All lines holding the word "sweatshirt" are to be copied from the records beneath.

━━━━━━━━━━━━━━━━━━━━━━━━━━━━━━

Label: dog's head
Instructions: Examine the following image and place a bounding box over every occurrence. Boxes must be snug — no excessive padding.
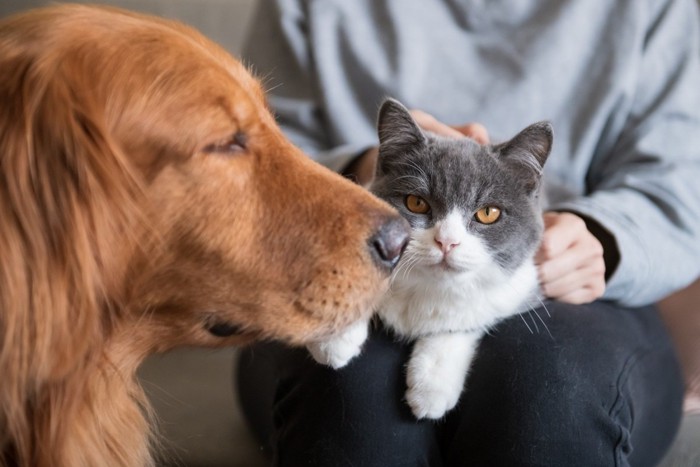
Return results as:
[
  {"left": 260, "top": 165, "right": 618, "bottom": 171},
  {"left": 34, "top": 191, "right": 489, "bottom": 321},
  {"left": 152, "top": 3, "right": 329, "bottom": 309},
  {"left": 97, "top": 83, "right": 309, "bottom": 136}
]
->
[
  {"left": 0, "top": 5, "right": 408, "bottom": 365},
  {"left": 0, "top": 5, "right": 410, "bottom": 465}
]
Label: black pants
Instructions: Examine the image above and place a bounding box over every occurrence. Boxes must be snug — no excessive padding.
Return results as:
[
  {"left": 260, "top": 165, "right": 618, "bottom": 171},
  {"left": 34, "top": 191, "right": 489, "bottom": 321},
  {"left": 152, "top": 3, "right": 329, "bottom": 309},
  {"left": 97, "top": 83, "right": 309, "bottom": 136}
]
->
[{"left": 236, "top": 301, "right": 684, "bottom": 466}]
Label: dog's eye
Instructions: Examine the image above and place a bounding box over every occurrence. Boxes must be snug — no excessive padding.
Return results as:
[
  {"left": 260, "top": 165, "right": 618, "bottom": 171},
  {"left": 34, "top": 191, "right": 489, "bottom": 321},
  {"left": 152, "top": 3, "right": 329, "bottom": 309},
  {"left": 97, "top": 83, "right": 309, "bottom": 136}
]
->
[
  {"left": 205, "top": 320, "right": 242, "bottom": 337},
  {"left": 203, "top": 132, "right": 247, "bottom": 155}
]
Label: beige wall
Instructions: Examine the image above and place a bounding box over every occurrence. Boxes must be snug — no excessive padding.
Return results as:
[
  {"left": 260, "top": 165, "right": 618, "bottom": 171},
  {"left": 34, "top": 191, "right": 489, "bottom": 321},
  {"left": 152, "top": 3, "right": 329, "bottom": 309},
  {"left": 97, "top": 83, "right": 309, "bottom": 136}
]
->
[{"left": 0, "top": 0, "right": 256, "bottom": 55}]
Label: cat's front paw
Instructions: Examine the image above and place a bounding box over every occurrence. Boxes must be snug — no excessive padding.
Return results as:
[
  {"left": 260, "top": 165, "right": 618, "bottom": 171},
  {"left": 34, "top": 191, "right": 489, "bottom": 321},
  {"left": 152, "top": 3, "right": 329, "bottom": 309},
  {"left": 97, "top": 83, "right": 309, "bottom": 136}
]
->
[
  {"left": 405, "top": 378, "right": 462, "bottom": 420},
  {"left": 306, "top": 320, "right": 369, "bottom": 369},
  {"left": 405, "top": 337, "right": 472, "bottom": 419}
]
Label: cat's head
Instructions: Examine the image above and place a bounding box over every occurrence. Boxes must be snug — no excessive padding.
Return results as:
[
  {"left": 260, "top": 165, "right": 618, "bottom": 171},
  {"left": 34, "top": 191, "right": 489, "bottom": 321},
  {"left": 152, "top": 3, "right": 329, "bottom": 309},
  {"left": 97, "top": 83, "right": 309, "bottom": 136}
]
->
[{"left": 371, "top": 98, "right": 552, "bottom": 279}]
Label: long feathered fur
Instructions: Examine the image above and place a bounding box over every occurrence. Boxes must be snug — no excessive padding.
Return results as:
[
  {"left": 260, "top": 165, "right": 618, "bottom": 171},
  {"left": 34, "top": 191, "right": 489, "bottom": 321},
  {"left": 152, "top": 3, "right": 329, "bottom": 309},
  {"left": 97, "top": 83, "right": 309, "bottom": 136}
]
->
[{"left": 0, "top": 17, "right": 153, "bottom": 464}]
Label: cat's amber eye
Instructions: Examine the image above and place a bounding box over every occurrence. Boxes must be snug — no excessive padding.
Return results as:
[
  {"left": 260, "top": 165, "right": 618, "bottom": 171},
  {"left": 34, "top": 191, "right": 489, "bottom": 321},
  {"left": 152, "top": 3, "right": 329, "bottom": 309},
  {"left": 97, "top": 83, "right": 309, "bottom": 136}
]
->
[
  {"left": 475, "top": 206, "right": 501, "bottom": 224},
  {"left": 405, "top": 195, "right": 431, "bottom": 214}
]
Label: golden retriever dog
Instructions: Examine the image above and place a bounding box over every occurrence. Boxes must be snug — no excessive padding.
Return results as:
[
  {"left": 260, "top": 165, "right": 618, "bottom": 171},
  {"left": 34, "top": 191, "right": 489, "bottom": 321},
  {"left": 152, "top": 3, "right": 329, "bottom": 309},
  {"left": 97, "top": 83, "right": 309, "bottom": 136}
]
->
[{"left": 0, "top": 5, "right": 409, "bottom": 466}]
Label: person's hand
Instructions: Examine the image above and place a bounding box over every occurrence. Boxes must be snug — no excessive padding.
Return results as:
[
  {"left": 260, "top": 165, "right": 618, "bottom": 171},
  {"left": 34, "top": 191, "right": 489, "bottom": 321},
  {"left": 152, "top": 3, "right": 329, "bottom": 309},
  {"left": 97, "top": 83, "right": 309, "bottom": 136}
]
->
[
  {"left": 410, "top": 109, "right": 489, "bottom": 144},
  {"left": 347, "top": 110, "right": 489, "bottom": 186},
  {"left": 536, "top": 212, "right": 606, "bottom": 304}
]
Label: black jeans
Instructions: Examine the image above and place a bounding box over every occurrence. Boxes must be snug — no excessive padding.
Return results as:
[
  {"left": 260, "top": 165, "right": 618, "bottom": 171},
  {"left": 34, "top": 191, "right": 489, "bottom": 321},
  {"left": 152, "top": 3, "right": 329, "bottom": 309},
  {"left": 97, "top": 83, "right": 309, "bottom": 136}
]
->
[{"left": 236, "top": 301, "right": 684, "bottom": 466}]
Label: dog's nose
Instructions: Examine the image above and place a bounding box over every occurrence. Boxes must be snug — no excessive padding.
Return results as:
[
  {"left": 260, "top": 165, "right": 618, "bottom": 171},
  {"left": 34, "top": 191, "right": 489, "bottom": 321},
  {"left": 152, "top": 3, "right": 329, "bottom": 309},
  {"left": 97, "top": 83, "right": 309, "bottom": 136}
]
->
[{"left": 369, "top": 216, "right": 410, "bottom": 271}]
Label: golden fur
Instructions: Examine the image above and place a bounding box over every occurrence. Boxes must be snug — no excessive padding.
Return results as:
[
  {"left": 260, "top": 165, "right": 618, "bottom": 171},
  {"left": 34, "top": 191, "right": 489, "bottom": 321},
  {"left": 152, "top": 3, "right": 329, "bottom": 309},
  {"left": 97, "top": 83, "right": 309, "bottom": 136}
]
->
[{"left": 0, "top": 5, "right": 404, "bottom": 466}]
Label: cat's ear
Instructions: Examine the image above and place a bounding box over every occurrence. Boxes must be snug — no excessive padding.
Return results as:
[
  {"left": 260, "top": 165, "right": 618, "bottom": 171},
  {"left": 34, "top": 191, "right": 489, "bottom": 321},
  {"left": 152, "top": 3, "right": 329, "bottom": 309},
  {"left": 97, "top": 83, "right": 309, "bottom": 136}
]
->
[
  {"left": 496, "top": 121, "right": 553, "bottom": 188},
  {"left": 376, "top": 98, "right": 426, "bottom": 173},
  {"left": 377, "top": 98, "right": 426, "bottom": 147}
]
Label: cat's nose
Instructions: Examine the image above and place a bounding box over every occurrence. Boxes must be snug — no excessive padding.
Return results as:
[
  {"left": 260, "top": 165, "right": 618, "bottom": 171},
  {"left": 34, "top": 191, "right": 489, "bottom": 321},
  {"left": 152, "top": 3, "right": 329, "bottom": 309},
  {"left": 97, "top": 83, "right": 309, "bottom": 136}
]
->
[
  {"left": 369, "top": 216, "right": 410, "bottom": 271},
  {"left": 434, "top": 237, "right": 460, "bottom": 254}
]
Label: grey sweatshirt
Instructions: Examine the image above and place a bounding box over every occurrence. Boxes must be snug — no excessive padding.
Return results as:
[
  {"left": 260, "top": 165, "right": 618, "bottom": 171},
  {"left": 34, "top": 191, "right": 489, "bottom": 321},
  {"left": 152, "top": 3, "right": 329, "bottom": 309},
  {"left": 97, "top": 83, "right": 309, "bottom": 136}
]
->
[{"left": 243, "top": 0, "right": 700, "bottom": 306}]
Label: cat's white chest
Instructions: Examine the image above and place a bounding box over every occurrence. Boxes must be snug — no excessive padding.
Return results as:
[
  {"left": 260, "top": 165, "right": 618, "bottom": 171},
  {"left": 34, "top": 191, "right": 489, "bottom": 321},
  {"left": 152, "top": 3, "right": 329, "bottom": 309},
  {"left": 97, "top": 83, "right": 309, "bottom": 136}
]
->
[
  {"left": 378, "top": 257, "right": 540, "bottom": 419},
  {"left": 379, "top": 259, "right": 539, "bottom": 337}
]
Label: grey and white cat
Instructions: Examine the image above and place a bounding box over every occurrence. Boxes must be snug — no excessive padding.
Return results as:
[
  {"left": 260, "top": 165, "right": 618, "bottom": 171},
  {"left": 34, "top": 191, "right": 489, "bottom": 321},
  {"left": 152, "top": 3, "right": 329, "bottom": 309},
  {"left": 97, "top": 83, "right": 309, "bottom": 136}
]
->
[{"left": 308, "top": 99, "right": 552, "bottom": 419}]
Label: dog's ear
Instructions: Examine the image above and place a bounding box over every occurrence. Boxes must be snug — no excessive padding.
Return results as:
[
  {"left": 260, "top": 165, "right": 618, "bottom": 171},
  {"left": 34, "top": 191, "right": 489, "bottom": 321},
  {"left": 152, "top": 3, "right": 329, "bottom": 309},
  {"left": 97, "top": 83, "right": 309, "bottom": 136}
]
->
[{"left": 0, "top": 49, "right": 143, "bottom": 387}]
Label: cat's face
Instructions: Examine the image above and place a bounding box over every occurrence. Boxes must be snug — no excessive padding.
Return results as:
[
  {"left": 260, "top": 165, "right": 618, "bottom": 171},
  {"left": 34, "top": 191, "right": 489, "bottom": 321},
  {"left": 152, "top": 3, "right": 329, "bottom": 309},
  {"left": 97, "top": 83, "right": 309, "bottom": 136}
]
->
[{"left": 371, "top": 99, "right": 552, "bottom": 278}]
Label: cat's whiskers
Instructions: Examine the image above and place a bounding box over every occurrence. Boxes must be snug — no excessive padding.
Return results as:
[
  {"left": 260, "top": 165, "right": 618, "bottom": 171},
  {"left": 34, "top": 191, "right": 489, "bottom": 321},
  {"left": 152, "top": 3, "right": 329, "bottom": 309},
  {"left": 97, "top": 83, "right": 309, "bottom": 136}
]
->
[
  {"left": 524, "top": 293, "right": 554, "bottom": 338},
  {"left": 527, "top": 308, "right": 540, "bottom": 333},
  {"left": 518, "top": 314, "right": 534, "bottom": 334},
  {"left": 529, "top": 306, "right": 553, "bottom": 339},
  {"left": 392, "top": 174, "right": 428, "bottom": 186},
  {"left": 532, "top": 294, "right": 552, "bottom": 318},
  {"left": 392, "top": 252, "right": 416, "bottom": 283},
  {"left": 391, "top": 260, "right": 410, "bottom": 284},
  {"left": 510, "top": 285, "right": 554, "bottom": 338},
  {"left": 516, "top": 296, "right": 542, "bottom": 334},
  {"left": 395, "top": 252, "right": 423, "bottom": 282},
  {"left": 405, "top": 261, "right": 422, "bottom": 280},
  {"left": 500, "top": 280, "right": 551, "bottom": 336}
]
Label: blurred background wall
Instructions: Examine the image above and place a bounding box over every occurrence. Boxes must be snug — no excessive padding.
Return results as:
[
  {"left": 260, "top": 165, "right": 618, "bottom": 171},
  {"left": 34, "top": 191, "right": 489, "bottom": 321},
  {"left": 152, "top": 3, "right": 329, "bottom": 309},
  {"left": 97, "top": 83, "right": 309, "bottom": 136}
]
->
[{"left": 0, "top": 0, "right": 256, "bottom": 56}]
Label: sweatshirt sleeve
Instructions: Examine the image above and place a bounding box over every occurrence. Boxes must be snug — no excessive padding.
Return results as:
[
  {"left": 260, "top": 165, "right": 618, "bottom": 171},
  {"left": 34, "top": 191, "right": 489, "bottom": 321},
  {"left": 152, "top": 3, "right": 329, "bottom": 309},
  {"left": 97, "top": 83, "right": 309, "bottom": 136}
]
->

━━━━━━━━━━━━━━━━━━━━━━━━━━━━━━

## Answer to this task
Label: grey sweatshirt
Label: sweatshirt sleeve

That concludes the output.